● **What you have to do**
Word for word, restate every line from the one with "Where can the stone" through the end of the records below, both included, and add nothing.

---- Source information

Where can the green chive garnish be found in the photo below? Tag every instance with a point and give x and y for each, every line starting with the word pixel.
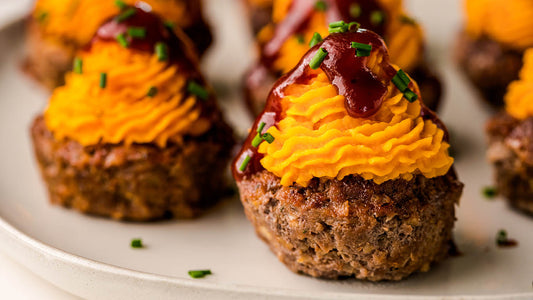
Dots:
pixel 362 49
pixel 315 39
pixel 130 12
pixel 490 192
pixel 300 38
pixel 152 91
pixel 268 137
pixel 245 163
pixel 261 127
pixel 407 20
pixel 103 80
pixel 136 243
pixel 377 17
pixel 355 10
pixel 120 4
pixel 199 273
pixel 197 90
pixel 121 39
pixel 137 32
pixel 161 51
pixel 321 6
pixel 257 140
pixel 410 95
pixel 401 80
pixel 42 16
pixel 78 65
pixel 317 60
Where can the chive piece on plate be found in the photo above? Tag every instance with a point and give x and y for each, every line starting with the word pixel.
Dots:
pixel 317 60
pixel 199 273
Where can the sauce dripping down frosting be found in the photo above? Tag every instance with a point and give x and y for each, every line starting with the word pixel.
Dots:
pixel 301 11
pixel 364 89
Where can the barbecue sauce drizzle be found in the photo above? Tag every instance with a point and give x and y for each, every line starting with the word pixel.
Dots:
pixel 363 90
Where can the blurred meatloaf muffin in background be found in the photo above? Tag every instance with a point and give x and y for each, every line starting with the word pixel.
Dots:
pixel 296 25
pixel 346 172
pixel 490 48
pixel 58 29
pixel 510 136
pixel 135 133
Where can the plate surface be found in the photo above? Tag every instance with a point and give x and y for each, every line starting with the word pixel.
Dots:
pixel 91 257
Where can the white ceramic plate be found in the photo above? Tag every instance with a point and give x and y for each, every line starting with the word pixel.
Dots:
pixel 91 257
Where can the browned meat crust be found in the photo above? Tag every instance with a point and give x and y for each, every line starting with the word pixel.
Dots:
pixel 138 183
pixel 511 153
pixel 47 60
pixel 354 227
pixel 489 65
pixel 259 80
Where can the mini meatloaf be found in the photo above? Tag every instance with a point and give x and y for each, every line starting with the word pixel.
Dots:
pixel 56 32
pixel 346 172
pixel 295 27
pixel 135 133
pixel 489 49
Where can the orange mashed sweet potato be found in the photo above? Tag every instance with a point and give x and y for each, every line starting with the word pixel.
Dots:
pixel 123 111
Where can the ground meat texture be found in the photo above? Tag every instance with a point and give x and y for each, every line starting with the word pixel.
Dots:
pixel 489 65
pixel 511 153
pixel 259 81
pixel 354 227
pixel 139 182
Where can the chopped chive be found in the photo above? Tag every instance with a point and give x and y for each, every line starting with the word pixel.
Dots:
pixel 152 91
pixel 410 95
pixel 103 80
pixel 401 80
pixel 130 12
pixel 257 140
pixel 120 4
pixel 317 60
pixel 42 16
pixel 197 90
pixel 122 40
pixel 377 17
pixel 353 26
pixel 315 39
pixel 245 163
pixel 268 137
pixel 137 32
pixel 321 6
pixel 161 51
pixel 78 65
pixel 355 10
pixel 490 192
pixel 407 20
pixel 300 38
pixel 170 25
pixel 136 243
pixel 199 273
pixel 261 127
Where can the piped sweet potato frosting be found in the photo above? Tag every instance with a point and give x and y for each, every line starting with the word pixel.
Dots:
pixel 78 20
pixel 519 97
pixel 508 22
pixel 295 22
pixel 345 110
pixel 135 83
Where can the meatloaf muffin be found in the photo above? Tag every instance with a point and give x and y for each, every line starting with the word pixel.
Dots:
pixel 346 172
pixel 489 49
pixel 134 134
pixel 510 136
pixel 296 25
pixel 58 29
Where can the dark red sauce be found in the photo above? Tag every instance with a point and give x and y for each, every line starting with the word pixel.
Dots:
pixel 301 11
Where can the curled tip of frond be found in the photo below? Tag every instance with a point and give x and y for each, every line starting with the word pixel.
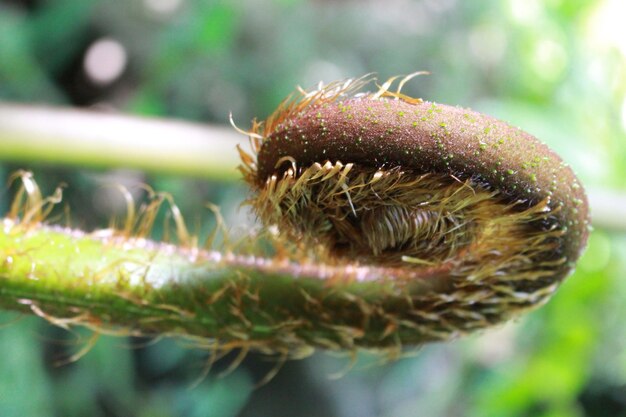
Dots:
pixel 321 94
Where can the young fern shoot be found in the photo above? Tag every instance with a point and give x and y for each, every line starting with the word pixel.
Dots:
pixel 394 222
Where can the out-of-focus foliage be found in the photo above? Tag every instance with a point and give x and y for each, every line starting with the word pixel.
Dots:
pixel 555 67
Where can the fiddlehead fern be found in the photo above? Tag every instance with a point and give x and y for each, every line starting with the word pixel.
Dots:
pixel 394 222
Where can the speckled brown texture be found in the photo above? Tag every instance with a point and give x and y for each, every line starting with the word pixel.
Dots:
pixel 429 137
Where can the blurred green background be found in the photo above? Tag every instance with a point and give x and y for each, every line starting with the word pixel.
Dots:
pixel 555 67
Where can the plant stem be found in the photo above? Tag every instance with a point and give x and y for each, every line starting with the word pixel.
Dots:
pixel 103 140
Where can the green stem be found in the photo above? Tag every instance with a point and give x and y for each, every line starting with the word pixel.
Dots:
pixel 103 140
pixel 135 286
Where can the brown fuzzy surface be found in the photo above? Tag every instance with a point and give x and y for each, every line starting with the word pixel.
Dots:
pixel 385 133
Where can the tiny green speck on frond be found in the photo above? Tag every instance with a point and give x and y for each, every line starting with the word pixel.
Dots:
pixel 392 221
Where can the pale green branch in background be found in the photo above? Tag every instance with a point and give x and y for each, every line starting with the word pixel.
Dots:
pixel 94 139
pixel 103 140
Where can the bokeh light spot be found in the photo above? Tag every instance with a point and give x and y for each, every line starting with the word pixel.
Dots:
pixel 105 60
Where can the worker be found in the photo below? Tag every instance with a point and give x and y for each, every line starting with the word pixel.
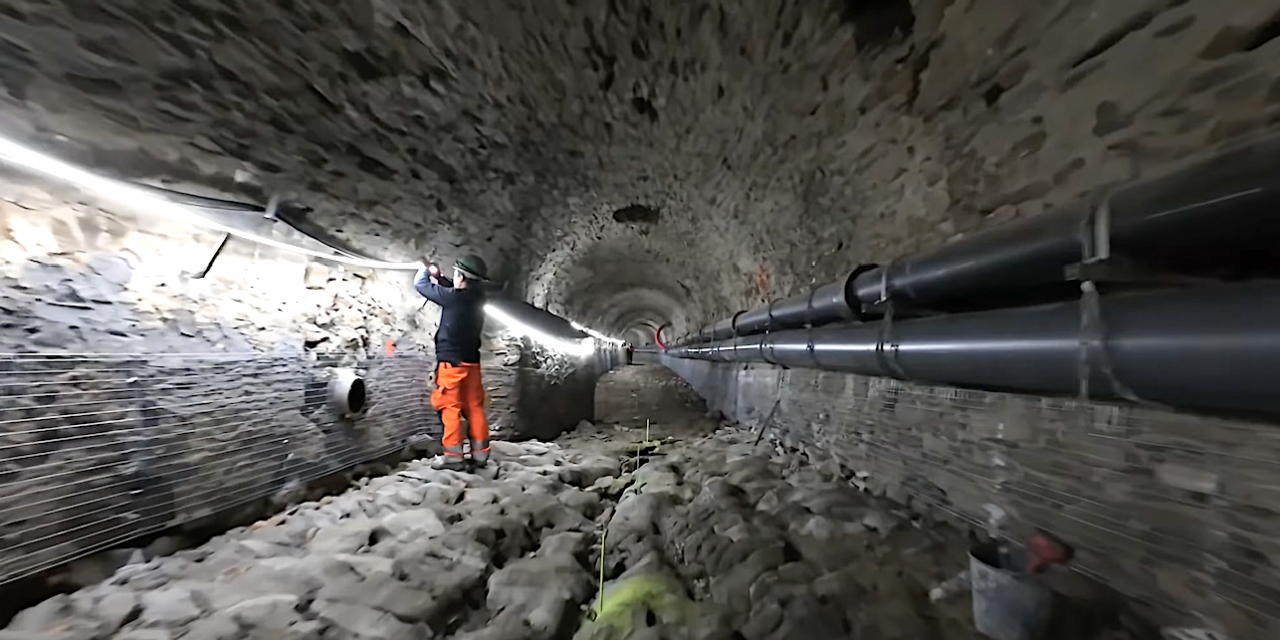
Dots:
pixel 458 389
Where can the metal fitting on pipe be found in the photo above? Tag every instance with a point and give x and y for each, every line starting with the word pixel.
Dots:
pixel 1212 348
pixel 347 394
pixel 1206 206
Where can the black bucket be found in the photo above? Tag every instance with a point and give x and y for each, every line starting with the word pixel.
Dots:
pixel 1008 604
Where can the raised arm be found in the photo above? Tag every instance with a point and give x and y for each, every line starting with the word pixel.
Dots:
pixel 432 289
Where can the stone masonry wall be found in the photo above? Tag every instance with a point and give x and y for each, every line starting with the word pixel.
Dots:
pixel 137 396
pixel 1175 510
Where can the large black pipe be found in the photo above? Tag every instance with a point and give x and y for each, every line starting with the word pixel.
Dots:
pixel 1214 347
pixel 1220 202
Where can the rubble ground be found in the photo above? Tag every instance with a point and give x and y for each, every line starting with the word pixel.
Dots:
pixel 709 535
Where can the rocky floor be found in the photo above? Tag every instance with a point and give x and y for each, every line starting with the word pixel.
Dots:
pixel 705 535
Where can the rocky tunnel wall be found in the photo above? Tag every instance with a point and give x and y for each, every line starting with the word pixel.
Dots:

--------

● **Expected answer**
Where can the stone masonry wall be found in the photo above? Tag every instance with a point and give x and y for each, every line starting with the word pixel.
Dots:
pixel 137 396
pixel 1175 510
Where can the large black pipe be found in the photo above? Tag every instance with a point and give x and y for each, every line starting with the word pixel.
Dots:
pixel 1214 347
pixel 1220 202
Where can the rubble ground be found in the photo above? Tag every instance with a point and give x and y for each, every line starting with the word pixel.
Dots:
pixel 709 535
Where can the rocky floor be found in the photo above? Tag every instance with a point and give x and y for each, every line starting with the word pixel.
Dots:
pixel 705 535
Where can the rocky tunnel wall be found in the photo above? Tag every instance with a point and give x and y for each, every line starting with the word pixel.
Dots:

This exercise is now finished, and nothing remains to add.